Exercise inputs:
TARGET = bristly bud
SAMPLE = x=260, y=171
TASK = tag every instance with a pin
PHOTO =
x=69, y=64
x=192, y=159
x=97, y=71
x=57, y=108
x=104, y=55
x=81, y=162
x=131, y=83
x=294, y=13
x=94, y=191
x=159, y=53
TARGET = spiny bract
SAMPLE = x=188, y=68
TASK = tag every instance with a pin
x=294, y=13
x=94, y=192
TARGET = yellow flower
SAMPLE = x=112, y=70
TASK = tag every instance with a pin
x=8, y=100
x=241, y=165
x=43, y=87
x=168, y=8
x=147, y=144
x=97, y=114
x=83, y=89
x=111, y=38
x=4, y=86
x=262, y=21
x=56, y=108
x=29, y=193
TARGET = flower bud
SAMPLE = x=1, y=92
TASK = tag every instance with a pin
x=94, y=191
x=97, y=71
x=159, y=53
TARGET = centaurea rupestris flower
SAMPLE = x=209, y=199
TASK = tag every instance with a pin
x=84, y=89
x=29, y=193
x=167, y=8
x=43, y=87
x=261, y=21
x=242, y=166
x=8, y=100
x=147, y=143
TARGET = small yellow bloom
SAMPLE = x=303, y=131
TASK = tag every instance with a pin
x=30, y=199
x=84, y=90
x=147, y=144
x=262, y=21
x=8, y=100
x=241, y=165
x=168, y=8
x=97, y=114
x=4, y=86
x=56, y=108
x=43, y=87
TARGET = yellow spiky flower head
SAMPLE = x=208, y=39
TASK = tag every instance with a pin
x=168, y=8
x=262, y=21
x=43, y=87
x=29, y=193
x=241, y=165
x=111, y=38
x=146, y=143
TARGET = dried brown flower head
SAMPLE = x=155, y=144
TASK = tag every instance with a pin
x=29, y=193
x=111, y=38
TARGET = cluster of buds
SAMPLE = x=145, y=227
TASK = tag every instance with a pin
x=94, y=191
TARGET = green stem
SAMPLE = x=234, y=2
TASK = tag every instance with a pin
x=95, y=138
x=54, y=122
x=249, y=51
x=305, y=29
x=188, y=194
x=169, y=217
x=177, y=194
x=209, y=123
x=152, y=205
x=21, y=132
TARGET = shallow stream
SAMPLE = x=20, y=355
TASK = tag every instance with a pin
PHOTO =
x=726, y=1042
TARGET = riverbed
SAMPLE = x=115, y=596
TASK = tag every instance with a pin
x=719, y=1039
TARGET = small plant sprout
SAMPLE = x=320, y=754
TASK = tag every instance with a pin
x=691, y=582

Problem statement:
Copy out the lines above exactly, starting at the line that contains "TARGET = centaurea rupestris flower" and ending with the line that contains "x=146, y=143", both included.

Final result:
TARGET = centaurea rupestris flower
SAMPLE = x=209, y=199
TASK = tag every instance with a pin
x=84, y=89
x=29, y=193
x=167, y=8
x=43, y=87
x=261, y=21
x=242, y=166
x=8, y=100
x=147, y=143
TARGET = small yellow bloom
SAMPLE = x=303, y=131
TASK = tag every instance with a pin
x=30, y=199
x=84, y=90
x=147, y=144
x=262, y=21
x=8, y=100
x=241, y=165
x=168, y=8
x=97, y=114
x=4, y=86
x=56, y=108
x=43, y=87
TARGET = yellow spiky flower head
SAMPLE = x=208, y=39
TASK = tag every instance with a pin
x=168, y=8
x=262, y=21
x=43, y=87
x=29, y=193
x=241, y=165
x=111, y=38
x=146, y=143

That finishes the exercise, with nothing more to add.